PROMPT:
When you have gone through the entries below, state how many lines include the word "hillside" and write nothing else.

INPUT MATERIAL:
# # # # #

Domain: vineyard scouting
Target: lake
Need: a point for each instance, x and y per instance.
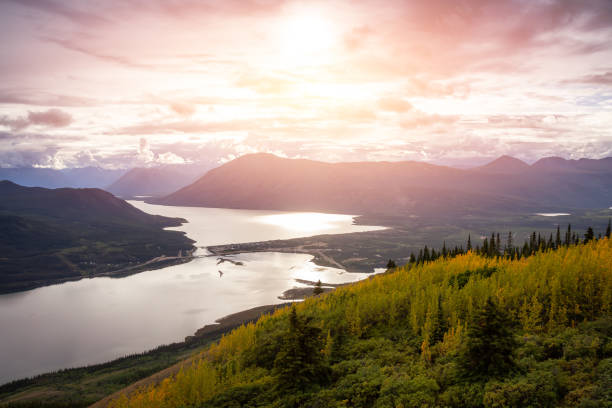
(96, 320)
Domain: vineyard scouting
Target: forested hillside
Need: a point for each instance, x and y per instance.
(52, 235)
(468, 331)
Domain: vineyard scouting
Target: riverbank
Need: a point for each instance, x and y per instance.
(83, 386)
(124, 270)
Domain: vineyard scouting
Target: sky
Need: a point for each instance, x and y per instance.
(127, 83)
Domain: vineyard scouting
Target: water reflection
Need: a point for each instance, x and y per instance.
(95, 320)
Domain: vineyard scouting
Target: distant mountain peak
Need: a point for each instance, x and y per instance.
(506, 164)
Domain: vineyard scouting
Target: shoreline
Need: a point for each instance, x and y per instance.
(158, 262)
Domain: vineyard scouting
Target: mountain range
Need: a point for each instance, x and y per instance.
(265, 181)
(94, 177)
(155, 181)
(52, 235)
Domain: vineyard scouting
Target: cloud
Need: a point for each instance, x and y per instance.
(416, 119)
(50, 118)
(64, 9)
(147, 157)
(264, 84)
(183, 109)
(392, 104)
(598, 79)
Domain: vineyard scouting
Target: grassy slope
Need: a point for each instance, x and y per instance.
(380, 349)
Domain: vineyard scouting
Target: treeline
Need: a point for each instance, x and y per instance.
(498, 246)
(469, 331)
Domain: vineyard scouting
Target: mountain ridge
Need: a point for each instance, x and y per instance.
(265, 181)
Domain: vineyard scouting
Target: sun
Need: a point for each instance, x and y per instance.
(306, 36)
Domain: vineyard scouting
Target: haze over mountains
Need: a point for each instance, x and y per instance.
(265, 181)
(93, 177)
(156, 181)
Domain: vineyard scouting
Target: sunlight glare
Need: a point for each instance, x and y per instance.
(306, 37)
(305, 222)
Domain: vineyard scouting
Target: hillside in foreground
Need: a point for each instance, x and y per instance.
(470, 331)
(53, 235)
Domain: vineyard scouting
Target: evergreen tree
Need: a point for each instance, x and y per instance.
(318, 289)
(426, 256)
(509, 243)
(299, 363)
(498, 245)
(551, 243)
(589, 235)
(489, 346)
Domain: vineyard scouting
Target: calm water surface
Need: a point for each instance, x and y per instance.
(96, 320)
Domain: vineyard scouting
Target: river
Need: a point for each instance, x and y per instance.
(95, 320)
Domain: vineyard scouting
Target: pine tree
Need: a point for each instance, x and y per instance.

# # # # #

OUTPUT FOR THIS TASK:
2